_EXERCISE BRIEF_
Repeat the lines below with every "keypoint" swapped for "marker" and nothing else changed. Omit the pictures from your answer.

_INPUT MATERIAL_

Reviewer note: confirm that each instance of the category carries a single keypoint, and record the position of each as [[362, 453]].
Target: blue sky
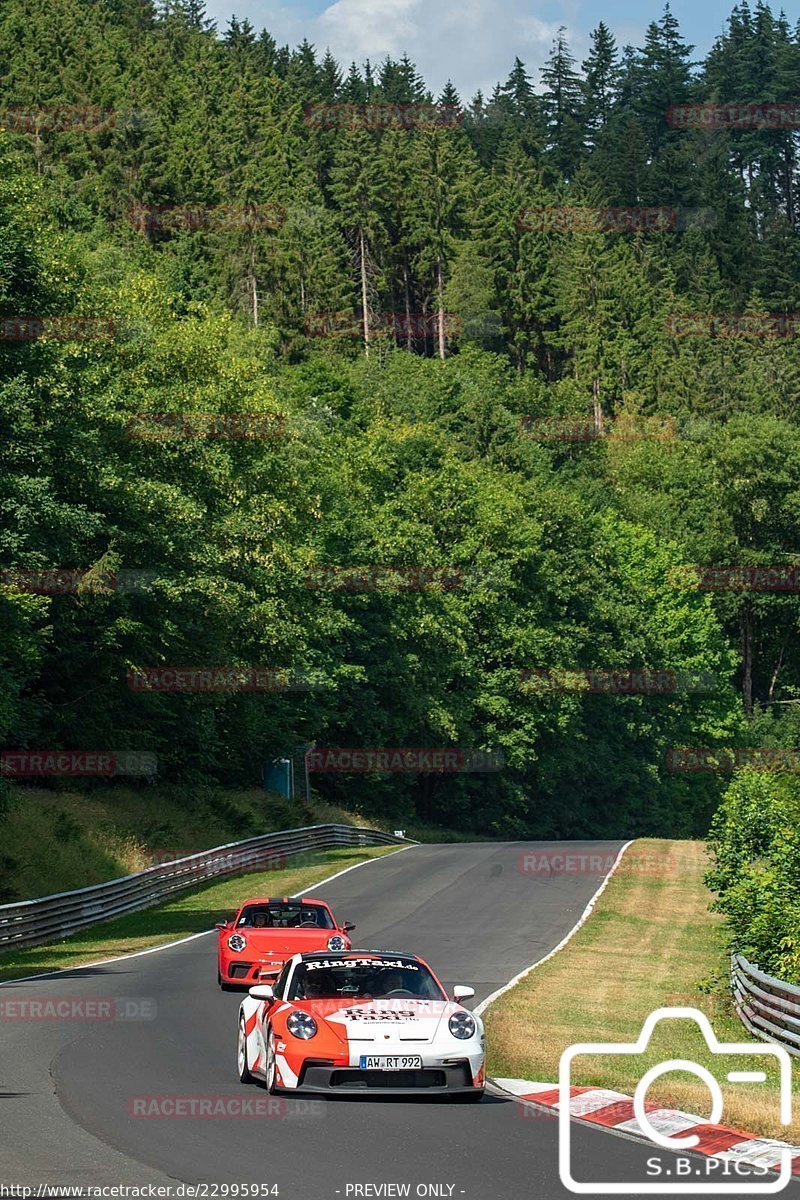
[[471, 41]]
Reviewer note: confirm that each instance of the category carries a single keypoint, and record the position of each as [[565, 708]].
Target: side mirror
[[262, 991]]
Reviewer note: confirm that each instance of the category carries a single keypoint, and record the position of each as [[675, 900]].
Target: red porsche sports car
[[265, 933], [361, 1023]]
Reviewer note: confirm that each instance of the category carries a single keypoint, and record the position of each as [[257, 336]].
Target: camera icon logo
[[674, 1143]]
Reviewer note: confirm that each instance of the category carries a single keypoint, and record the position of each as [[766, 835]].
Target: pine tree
[[359, 189], [601, 81], [563, 108]]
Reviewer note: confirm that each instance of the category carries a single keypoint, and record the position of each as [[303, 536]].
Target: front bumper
[[247, 972], [434, 1080]]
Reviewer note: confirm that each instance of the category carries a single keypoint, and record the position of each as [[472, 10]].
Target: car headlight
[[462, 1026], [301, 1025]]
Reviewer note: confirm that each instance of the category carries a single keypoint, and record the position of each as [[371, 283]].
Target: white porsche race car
[[360, 1021]]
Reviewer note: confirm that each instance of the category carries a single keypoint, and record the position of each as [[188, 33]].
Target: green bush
[[755, 845]]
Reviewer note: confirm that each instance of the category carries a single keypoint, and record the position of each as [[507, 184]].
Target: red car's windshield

_WRITTEN ANSWER_
Reviewer note: confirm that each instance of the category carries a single marker, and record the position of each as [[362, 453]].
Target: blue sky
[[471, 41]]
Reviewer note: confirm that each instance of the category carries a single marker, and record the position of each as [[565, 708]].
Target: side mirror
[[262, 991]]
Reviewer note: confirm that each instance of the category carries a single marker, and record the position of each as [[675, 900]].
Target: red porsche sports car
[[265, 933], [361, 1023]]
Reviewer note: confirm that each instance of the category carries a single marker, and record the position of each as [[257, 336]].
Target: camera icon logo
[[674, 1143]]
Reviewer note: confirm that each instance of the category carries a single marker, and record the position of each as [[766, 835]].
Target: pine tree
[[359, 189], [601, 81], [563, 108]]
Reviewer note: confirm that each instance of the category carries a single marker, and record the position of each as [[303, 536]].
Target: front bumper
[[247, 972], [434, 1080]]
Reviewer note: confirm that each instance of the category carries a single marker, and record the position of each as [[472, 10]].
Target: car headlight
[[462, 1026], [301, 1025]]
Reviewer note: confirm that each instance of the category carries a single marker, and record the position of each as [[371, 283]].
Target: white porsche race car
[[360, 1021]]
Reviewer note: confirm that each instance of the category carries a single marker, and record the position of each as [[188, 33]].
Target: green bush
[[755, 845]]
Reviewer note: confirm that each instance of the category carries a single marker, and record the position of each as [[507, 184]].
Target: red car's windshield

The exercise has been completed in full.